PASSAGE TO READ -
........

Update FAQ with text stuff (#1500)

mfeurer · eddiebergman · commit 09c4d2260673 · 2022-08-18T20:08:49.000+02:00
* Update FAQ with text stuff

* Take suggestions into account
diff --git a/doc/faq.rst b/doc/faq.rst
@@ -31,26 +31,30 @@ General
     Optionally, you can measure the ability of this fitted model to generalize to unseen data by
     providing an optional testing pair (X_test/Y_test). For further details, please refer to the
     Example :ref:`sphx_glr_examples_40_advanced_example_pandas_train_test.py`.
-    Supported formats for these training and testing pairs are: np.ndarray,
-    pd.DataFrame, scipy.sparse.csr_matrix and python lists.
 
-    If your data contains categorical values (in the features or targets), autosklearn will automatically encode your
-    data using a `sklearn.preprocessing.LabelEncoder <https://scikit-learn.org/stable/modules/generated/sklearn.preprocessing.LabelEncoder.html>`_
-    for unidimensional data and a `sklearn.preprocessing.OrdinalEncoder <https://scikit-learn.org/stable/modules/generated/sklearn.preprocessing.OrdinalEncoder.html>`_
-    for multidimensional data.

........

RECORD EXTRACTS -
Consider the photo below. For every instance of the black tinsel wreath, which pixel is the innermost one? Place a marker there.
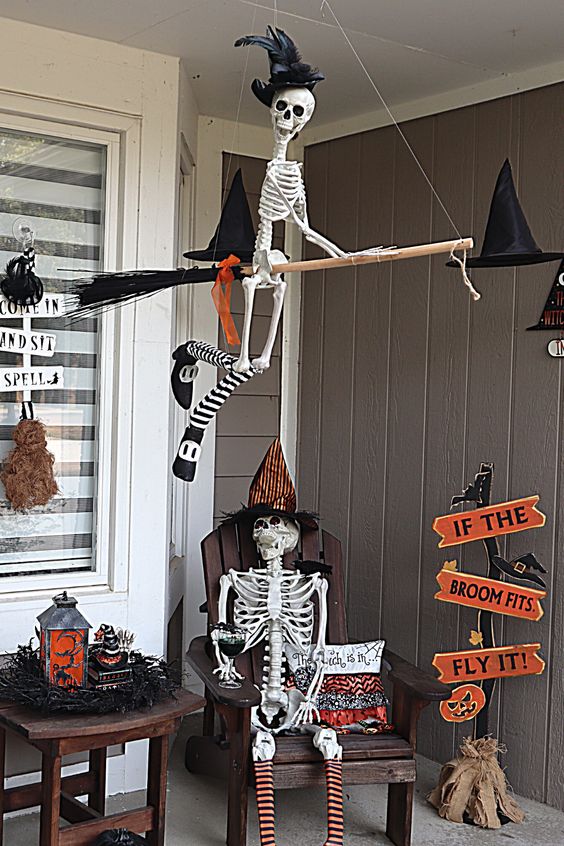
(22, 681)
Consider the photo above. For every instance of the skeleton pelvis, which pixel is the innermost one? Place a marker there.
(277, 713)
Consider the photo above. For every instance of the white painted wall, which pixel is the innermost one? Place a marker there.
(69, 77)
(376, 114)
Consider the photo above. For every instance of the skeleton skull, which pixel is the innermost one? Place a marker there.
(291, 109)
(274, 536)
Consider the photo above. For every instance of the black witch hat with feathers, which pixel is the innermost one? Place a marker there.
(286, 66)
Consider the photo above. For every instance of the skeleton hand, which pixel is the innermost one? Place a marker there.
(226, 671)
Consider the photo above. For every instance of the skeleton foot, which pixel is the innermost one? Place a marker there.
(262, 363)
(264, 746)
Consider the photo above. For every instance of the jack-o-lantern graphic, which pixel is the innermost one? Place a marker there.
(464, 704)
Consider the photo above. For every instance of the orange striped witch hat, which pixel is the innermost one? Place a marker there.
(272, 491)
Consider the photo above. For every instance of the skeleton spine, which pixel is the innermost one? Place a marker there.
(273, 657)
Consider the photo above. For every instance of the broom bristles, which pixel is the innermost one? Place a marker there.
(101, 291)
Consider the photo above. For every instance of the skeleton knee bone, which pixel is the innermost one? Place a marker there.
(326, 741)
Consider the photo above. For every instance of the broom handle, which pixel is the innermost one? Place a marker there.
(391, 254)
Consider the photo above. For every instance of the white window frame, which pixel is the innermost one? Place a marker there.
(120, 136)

........

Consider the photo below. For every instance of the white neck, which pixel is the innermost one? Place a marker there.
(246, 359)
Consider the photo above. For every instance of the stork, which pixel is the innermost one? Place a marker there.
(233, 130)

........

TASK GOAL - In the FAQ commit, what can be provided to measure how well the fitted model generalizes to unseen data?

OUTPUT OF THE TASK - An optional testing pair (X_test/Y_test).